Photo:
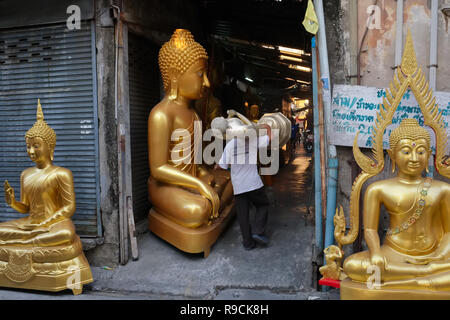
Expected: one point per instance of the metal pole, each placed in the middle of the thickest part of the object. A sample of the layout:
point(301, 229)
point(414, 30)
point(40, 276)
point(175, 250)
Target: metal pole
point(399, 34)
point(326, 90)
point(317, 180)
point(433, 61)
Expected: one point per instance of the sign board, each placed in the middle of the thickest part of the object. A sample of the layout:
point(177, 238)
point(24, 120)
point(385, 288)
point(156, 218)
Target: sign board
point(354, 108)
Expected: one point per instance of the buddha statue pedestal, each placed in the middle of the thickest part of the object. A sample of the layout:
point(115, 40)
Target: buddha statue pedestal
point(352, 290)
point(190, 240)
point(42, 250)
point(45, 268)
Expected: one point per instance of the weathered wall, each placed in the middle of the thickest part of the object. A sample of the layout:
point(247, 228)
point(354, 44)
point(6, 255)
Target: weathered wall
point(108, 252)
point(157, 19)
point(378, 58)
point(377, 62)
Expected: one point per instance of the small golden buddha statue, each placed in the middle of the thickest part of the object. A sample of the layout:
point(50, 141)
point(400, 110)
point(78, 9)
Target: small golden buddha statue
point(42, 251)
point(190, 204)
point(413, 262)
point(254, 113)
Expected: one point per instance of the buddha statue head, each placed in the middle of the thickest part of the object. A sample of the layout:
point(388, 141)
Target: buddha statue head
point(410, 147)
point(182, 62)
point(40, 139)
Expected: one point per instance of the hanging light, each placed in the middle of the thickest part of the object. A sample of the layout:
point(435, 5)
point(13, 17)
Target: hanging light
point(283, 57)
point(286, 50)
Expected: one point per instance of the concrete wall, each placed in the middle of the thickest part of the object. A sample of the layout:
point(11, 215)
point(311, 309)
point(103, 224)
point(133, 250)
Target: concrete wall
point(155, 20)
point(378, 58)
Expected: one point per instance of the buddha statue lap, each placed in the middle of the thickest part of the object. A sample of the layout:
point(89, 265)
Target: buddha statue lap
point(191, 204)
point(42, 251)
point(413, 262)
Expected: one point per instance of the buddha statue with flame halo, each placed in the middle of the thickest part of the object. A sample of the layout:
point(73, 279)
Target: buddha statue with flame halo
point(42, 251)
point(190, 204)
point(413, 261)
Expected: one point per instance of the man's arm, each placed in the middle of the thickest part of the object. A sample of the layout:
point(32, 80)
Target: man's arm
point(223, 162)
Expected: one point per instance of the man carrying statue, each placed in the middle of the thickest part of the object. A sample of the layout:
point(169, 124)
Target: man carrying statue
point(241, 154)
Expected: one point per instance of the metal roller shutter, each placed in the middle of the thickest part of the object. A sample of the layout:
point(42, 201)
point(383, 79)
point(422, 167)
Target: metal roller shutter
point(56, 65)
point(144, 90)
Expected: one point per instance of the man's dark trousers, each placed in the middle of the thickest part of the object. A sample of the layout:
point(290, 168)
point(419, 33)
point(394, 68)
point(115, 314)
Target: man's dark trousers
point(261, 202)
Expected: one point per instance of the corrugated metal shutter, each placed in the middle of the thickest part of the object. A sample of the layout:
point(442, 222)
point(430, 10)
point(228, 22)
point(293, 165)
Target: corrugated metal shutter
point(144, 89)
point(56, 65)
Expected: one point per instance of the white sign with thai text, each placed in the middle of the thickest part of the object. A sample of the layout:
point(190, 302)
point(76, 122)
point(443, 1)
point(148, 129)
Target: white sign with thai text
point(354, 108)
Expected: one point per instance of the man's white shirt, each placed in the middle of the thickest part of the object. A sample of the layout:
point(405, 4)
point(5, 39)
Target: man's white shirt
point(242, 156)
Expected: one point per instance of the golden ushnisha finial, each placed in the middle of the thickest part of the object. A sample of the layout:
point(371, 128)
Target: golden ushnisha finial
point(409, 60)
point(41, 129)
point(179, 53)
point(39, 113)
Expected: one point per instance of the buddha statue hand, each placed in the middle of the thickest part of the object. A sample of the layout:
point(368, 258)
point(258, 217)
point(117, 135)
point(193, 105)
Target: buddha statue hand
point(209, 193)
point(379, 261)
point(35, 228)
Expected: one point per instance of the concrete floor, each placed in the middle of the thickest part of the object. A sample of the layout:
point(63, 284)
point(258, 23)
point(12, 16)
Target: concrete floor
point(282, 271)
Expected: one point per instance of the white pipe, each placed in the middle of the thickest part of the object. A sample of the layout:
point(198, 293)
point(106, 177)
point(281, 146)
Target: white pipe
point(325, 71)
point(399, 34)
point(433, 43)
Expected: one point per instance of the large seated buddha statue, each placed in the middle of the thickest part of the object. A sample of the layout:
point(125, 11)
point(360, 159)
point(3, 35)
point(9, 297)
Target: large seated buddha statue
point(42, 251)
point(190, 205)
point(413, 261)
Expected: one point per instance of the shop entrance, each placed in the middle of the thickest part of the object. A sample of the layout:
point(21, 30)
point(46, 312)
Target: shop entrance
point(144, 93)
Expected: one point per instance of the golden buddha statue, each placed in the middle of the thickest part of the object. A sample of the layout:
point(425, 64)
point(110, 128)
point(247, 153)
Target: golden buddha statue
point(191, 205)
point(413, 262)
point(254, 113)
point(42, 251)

SET PROBLEM » Copy out all of the material above, swapping every "thickest part" for "widest part" and keeping everything else the same. Leave the pictures out.

COMPLETE RESPONSE »
Photo:
Expected: one point per instance of the metal pole, each placed in the middle of the widest part of the object. A sample of the layout:
point(301, 229)
point(414, 30)
point(40, 276)
point(175, 250)
Target: metal pole
point(399, 34)
point(326, 90)
point(317, 180)
point(433, 61)
Expected: one point per instance of the sign board, each placed in the middle of the widest part of the object. A sample of the layout:
point(177, 238)
point(24, 120)
point(385, 288)
point(156, 218)
Target: sign board
point(354, 108)
Expected: one point per instance of the buddha statue pedestal, each placed in the middle of the widest part of the object. A sample of the layout:
point(115, 40)
Target: buddha statue pedestal
point(352, 290)
point(190, 240)
point(42, 250)
point(45, 268)
Expected: one point per instance of the weathered wall, each placed in the middle of the widest part of the object. A sample of the layout:
point(247, 228)
point(354, 44)
point(6, 255)
Target: weathered wall
point(108, 252)
point(157, 19)
point(378, 58)
point(377, 62)
Expected: one point per instance of the small golden buddha statue, each placed in the middle of the widest part of the object. A sample of the layout:
point(50, 141)
point(400, 110)
point(78, 9)
Target: small golden buddha statue
point(42, 251)
point(190, 204)
point(413, 262)
point(254, 113)
Expected: one point per instance of the buddha statue head, each placed in the middle of the widest part of the object. A sample of the layout:
point(388, 141)
Target: buddha statue head
point(410, 147)
point(182, 62)
point(40, 139)
Expected: one point per instance of the hanging light, each placed in the middle of the widest part of the object. A sample of the layout:
point(435, 5)
point(13, 17)
Target: hanging light
point(283, 57)
point(286, 50)
Expected: one point per instance of the concrete wall, each placed in the middle of the widest part of the object. A sample of the layout:
point(11, 215)
point(311, 309)
point(103, 224)
point(133, 250)
Target: concrete wall
point(155, 20)
point(378, 58)
Expected: one point per instance of the buddha statue lap, each placed in the middle of the widest part of the object. A sample of the layout:
point(89, 265)
Target: buddha statue lap
point(191, 204)
point(42, 251)
point(413, 262)
Expected: one point per instance of the buddha statue with flame halo, each placed in the middle of the widest part of the object. A sample of the layout:
point(73, 279)
Target: buddha statue with flame halo
point(42, 251)
point(190, 204)
point(413, 261)
Expected: one point per instance of the man's arm, each placed in the middle of the widest part of the object. A sample of the layout:
point(32, 80)
Target: man's arm
point(223, 162)
Expected: one point per instance of the man carrying statue, each placed in the middle of the widest part of the object. A sample of the layout:
point(169, 124)
Target: man carrying statue
point(241, 154)
Expected: one point per instance of the metal roller shutter, each placed in the middle of the widest part of the object. A sample of the layout:
point(42, 201)
point(383, 79)
point(422, 167)
Target: metal roller shutter
point(56, 65)
point(144, 90)
Expected: one point per instance of the man's dark trousers, each placed in the middle of the widest part of the object. A sample of the layout:
point(290, 168)
point(419, 33)
point(394, 68)
point(115, 314)
Target: man's dark trousers
point(261, 202)
Expected: one point per instance of the corrugated metal shutter, each placed in the middle of the widest part of the object. A sample of the layout:
point(442, 222)
point(430, 10)
point(228, 22)
point(293, 165)
Target: corrugated metal shutter
point(144, 89)
point(56, 65)
Expected: one point per instance of the white sign with thai text, each placed in the middle of the widest part of the object. A sample of the layout:
point(190, 302)
point(76, 122)
point(443, 1)
point(148, 129)
Target: white sign with thai text
point(354, 108)
Expected: one point per instance of the man's white shirt, each placed in the middle of the widest part of the object. A sample of the layout:
point(405, 4)
point(5, 39)
Target: man's white shirt
point(242, 156)
Expected: one point per instance of the golden ushnisha finial, each placed in the middle of the widest part of the object. A sample of the layout:
point(371, 128)
Target: golden ushnisha finial
point(409, 60)
point(41, 129)
point(179, 53)
point(39, 113)
Expected: one point per instance of the buddha statue hand, each placed in the middle of the widest part of the object. A sample of the layout:
point(368, 258)
point(258, 217)
point(117, 135)
point(193, 105)
Target: buddha statue hand
point(209, 193)
point(379, 261)
point(35, 228)
Expected: one point per instance of the concrete floor, each placed in the middle of the widest part of the object. A sample of the layout:
point(63, 284)
point(258, 23)
point(12, 16)
Target: concrete floor
point(282, 271)
Expected: one point per instance of the white pipe, each placed in the middle of the widest part of the object. A sample of the layout:
point(198, 293)
point(106, 177)
point(281, 146)
Target: white pipe
point(325, 71)
point(399, 34)
point(433, 43)
Expected: one point per instance of the large seated buddha statue, each placed in the middle of the widest part of the object. A sample of the layout:
point(125, 11)
point(360, 159)
point(3, 35)
point(9, 297)
Target: large seated buddha statue
point(42, 251)
point(190, 205)
point(413, 261)
Expected: one point per instance of the shop entrance, each placed in the middle of the widest part of the object. A sample of the layout:
point(21, 30)
point(46, 312)
Target: shop entrance
point(144, 93)
Expected: one point per instance of the golden buddha statue, each placed in the middle of the widest part of the object. A sample of the layout:
point(425, 64)
point(110, 128)
point(247, 153)
Target: golden buddha statue
point(191, 205)
point(413, 262)
point(254, 113)
point(42, 251)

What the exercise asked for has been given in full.